--- WORKING DATA ---

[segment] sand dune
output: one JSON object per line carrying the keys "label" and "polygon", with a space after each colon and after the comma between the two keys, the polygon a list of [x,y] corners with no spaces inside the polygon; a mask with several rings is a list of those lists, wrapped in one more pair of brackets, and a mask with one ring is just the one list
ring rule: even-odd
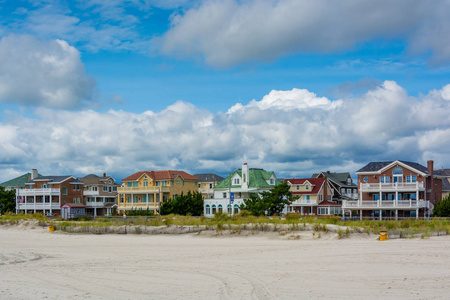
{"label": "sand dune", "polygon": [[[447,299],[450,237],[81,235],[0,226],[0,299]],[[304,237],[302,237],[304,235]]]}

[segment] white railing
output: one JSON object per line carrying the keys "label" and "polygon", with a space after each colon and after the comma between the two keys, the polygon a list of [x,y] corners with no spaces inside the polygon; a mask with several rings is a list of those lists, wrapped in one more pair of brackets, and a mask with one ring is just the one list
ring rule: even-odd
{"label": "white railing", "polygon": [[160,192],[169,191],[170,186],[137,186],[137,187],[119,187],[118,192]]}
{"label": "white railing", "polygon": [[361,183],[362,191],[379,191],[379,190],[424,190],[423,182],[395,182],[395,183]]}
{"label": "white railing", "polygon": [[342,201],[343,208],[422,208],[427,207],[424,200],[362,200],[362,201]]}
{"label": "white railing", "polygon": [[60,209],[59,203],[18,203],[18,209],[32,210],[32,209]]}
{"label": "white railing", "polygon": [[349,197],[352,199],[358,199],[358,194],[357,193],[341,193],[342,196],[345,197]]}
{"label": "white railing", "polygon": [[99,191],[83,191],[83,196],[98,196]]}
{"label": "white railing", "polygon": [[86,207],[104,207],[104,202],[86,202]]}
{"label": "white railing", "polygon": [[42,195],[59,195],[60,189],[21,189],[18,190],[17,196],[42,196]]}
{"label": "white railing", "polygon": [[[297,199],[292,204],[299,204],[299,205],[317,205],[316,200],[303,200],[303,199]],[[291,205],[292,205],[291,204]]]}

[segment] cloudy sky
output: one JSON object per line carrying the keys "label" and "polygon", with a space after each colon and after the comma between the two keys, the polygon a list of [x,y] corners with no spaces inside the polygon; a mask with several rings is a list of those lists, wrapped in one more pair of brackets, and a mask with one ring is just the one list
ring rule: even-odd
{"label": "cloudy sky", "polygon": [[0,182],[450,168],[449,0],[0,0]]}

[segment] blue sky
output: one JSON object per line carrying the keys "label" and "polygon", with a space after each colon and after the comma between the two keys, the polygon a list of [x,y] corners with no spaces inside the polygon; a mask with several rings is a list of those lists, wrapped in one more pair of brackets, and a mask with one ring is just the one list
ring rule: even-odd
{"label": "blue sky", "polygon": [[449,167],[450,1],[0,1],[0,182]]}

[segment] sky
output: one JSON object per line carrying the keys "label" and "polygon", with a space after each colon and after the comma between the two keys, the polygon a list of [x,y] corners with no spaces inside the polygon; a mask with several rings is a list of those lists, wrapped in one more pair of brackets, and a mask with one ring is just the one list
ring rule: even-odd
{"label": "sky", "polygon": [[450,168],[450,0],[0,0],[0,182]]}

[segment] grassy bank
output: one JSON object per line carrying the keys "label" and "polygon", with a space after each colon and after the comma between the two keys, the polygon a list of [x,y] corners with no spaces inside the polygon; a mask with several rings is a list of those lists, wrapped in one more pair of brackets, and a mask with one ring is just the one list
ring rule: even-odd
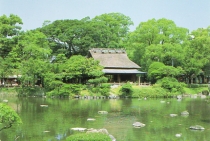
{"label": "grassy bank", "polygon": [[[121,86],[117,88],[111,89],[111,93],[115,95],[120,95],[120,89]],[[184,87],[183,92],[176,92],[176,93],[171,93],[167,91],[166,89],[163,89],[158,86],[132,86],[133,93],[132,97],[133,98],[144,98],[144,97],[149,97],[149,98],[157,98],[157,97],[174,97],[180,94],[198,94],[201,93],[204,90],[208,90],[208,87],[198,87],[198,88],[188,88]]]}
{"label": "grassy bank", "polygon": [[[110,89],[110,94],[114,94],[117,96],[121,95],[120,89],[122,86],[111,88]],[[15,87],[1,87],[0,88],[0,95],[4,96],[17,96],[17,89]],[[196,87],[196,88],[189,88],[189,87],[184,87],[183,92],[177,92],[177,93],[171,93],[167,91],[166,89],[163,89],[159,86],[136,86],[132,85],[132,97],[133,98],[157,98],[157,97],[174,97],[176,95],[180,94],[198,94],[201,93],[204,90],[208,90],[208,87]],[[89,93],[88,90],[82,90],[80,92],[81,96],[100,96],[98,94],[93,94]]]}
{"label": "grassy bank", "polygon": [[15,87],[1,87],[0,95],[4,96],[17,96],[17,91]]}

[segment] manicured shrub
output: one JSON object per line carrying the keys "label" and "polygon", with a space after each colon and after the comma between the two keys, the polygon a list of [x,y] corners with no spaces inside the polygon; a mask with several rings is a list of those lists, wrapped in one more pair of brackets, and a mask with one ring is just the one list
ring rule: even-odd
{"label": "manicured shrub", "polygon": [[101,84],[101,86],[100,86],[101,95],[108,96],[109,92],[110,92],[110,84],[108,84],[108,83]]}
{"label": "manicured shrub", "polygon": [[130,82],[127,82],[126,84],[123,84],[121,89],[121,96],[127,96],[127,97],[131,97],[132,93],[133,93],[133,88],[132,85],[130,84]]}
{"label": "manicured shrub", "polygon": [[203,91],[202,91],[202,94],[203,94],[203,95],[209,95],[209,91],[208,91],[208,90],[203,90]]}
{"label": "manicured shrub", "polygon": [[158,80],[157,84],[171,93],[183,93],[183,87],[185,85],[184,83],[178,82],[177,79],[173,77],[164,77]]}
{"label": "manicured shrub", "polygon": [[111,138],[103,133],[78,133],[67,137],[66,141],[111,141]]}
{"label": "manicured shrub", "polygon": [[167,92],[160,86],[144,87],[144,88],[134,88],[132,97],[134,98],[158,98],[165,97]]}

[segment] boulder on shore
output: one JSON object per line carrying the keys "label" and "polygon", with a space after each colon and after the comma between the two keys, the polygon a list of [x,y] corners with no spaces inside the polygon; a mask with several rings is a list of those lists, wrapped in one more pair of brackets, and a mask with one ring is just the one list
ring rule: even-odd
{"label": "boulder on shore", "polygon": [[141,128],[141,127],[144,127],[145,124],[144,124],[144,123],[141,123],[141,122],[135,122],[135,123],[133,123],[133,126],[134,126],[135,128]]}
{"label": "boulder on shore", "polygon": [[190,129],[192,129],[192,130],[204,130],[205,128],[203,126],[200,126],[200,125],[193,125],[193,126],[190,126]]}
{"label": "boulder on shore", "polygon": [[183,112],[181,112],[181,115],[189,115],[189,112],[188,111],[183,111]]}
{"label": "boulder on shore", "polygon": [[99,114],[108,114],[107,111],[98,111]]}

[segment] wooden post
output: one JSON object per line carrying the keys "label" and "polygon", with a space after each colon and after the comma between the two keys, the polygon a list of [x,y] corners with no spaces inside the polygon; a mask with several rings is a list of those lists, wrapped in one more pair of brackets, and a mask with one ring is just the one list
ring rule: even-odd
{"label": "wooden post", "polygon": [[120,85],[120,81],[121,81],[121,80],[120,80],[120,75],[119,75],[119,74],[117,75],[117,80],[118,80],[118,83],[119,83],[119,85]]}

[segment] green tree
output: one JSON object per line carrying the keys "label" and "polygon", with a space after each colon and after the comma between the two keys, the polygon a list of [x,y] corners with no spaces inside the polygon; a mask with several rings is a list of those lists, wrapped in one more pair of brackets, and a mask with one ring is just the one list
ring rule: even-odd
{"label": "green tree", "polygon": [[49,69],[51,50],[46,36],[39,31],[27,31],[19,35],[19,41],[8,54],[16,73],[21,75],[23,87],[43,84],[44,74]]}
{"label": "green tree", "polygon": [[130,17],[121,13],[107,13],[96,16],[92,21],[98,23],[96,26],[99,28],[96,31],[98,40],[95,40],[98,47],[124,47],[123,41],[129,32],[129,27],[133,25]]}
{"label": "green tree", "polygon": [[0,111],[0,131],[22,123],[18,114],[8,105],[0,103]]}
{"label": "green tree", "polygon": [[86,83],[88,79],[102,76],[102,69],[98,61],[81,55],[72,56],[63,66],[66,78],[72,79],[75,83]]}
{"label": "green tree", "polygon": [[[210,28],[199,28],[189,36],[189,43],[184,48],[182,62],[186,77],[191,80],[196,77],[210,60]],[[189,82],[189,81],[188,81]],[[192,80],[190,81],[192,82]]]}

---

**WORK INSTRUCTION**
Tell how many lines above hold "segment", nothing more.

**RESULT**
10